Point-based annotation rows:
════════════════
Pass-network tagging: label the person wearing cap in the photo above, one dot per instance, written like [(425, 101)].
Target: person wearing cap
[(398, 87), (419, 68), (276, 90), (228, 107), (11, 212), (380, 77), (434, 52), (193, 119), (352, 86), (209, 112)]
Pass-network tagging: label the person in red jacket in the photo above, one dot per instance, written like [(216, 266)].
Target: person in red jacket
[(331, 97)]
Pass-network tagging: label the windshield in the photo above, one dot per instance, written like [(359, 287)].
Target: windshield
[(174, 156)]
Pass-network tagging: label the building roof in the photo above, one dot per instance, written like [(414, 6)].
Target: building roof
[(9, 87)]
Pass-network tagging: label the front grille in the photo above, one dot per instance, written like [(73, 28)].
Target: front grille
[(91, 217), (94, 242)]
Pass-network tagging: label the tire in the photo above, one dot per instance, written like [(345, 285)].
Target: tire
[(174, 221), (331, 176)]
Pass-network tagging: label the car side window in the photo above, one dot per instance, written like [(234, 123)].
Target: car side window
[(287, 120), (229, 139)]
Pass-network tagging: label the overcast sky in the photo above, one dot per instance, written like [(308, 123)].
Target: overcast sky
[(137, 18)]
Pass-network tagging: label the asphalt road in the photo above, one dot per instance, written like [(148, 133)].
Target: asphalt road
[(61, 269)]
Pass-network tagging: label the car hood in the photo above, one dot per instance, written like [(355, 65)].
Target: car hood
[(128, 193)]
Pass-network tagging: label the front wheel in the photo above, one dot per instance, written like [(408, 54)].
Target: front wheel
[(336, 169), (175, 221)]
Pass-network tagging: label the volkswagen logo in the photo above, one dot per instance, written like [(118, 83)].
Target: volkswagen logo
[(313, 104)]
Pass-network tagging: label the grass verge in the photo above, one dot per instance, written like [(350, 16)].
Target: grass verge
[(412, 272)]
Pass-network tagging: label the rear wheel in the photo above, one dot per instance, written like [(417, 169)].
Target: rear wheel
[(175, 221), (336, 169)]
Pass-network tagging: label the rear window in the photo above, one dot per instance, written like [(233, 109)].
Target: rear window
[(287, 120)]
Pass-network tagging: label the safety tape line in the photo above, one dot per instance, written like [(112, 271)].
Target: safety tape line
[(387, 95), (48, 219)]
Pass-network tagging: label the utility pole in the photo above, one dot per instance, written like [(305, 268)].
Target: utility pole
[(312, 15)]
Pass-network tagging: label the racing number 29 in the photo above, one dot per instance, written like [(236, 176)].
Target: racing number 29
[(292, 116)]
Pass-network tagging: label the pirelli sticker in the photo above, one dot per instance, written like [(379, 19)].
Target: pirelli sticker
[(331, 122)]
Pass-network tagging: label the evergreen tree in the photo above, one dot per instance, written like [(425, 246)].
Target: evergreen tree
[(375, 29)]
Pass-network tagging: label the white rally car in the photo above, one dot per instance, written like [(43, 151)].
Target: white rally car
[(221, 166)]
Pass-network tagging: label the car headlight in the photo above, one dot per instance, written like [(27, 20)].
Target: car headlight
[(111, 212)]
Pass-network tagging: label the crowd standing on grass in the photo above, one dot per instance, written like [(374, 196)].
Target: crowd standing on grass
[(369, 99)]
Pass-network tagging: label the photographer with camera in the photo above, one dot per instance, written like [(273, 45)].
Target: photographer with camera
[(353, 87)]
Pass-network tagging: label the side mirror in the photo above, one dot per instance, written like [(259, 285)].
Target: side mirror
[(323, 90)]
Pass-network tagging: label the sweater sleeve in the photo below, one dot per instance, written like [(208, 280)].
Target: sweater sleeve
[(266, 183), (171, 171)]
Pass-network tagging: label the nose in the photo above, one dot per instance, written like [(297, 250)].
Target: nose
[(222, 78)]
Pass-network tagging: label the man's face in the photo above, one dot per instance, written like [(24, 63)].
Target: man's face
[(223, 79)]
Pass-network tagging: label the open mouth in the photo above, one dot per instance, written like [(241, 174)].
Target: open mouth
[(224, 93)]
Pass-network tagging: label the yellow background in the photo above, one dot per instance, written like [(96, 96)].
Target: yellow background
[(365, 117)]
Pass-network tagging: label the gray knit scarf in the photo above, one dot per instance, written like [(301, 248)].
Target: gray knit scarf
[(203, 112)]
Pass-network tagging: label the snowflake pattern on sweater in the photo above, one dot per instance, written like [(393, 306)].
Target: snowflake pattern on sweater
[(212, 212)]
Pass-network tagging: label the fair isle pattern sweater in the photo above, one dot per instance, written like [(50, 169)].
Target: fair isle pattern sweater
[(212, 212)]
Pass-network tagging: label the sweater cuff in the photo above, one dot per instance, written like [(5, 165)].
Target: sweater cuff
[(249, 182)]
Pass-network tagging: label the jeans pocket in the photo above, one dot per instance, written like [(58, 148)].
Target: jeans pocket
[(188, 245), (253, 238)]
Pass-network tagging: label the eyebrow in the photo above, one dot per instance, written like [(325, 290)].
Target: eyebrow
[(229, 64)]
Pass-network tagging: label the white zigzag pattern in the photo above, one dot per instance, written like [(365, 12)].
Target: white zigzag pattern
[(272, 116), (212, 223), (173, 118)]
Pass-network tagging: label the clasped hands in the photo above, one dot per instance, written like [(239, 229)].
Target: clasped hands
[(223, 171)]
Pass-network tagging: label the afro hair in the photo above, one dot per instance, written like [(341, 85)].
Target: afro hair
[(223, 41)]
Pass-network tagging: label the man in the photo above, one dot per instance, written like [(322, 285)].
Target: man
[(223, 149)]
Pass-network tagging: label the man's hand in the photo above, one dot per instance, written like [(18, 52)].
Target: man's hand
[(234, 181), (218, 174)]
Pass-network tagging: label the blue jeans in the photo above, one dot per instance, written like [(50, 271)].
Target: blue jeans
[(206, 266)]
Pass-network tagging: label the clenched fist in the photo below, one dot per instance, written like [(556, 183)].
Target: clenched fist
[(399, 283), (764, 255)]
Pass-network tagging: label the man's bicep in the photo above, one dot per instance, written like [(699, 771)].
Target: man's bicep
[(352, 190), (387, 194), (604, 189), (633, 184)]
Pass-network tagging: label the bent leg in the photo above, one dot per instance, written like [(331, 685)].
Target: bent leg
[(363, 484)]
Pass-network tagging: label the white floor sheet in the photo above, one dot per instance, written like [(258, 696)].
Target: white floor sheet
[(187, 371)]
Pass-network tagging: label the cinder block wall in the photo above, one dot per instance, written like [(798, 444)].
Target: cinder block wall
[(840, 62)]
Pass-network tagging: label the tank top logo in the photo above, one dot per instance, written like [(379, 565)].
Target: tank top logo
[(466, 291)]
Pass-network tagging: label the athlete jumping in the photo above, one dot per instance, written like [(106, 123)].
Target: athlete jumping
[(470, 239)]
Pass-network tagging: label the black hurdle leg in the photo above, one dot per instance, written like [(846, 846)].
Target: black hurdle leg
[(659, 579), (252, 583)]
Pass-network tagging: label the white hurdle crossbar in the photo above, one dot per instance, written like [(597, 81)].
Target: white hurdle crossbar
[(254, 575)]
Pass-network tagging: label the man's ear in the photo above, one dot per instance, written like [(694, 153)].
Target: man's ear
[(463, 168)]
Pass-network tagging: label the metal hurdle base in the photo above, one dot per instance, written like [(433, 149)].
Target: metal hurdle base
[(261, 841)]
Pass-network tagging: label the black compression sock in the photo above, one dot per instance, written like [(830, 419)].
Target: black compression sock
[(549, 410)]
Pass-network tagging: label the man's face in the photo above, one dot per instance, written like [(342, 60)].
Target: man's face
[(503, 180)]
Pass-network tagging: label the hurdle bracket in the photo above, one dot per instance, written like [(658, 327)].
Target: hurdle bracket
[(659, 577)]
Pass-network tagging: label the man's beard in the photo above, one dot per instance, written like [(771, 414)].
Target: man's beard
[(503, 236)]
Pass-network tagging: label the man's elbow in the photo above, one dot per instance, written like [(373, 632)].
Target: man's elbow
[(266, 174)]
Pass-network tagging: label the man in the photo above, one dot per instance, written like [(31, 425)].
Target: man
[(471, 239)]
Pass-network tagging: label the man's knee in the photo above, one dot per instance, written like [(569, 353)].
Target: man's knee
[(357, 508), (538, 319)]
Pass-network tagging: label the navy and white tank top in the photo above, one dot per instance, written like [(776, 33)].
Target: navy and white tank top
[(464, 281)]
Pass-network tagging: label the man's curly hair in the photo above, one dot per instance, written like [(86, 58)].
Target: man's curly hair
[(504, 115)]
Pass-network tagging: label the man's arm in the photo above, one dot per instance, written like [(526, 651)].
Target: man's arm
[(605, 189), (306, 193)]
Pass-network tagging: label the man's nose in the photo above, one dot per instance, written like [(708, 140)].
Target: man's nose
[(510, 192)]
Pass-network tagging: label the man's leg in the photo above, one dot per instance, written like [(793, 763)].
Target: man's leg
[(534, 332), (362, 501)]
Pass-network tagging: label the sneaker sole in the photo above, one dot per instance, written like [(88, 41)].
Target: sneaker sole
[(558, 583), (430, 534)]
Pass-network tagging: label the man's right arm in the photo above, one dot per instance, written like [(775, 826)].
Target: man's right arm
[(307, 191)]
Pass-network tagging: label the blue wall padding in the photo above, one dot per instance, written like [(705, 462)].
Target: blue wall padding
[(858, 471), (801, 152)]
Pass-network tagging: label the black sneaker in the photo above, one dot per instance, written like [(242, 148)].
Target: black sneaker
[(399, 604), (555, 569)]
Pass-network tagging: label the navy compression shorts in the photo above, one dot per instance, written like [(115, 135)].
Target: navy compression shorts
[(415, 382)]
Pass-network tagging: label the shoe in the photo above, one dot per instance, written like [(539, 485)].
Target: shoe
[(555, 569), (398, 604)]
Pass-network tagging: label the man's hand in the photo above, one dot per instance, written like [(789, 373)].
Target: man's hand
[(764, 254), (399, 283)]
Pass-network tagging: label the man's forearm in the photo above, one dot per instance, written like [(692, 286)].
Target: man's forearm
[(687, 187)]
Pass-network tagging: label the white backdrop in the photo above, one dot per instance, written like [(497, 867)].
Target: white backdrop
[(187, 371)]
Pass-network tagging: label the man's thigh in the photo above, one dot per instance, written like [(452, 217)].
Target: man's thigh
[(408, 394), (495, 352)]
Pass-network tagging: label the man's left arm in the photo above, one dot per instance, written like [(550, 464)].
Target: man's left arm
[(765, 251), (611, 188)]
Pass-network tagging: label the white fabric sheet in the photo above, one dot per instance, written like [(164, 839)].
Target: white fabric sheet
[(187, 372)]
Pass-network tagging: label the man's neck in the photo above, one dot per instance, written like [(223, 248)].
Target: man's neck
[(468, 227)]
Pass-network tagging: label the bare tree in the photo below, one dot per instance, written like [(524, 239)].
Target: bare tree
════════════════
Written task
Reproduce the rows verbatim, beginning at the line that contains "Pass-network tagging: label the shoe" and ending with the line that contains "[(765, 251), (611, 188)]".

Final result
Pass-network tagging: label the shoe in the photo above, one dot per instance, written like [(539, 485)].
Target: shoe
[(555, 569), (398, 604)]
Pass-network tagging: label the man's hand in the photo above, one dot per instance, written like [(789, 373)].
Target: man's hand
[(764, 254), (399, 283)]
Pass-network tagging: label the man's forearm in the photo above, one dot per instance, written like [(692, 286)].
Target: man's forearm
[(687, 187)]
Pass-network tagging: label the white backdrop in the photo above, one dot per instance, written like [(497, 867)].
Target: white backdrop
[(187, 371)]
Pass-network tagging: label the man's thigh in the photo above, one dot per instance, written like [(452, 217)].
Target: man's thigh
[(408, 394), (495, 352)]
Pass-network tagging: label the man's left arm in the photo above, one dot per instance, written like [(550, 464)].
Target: man's left arm
[(765, 251), (611, 188)]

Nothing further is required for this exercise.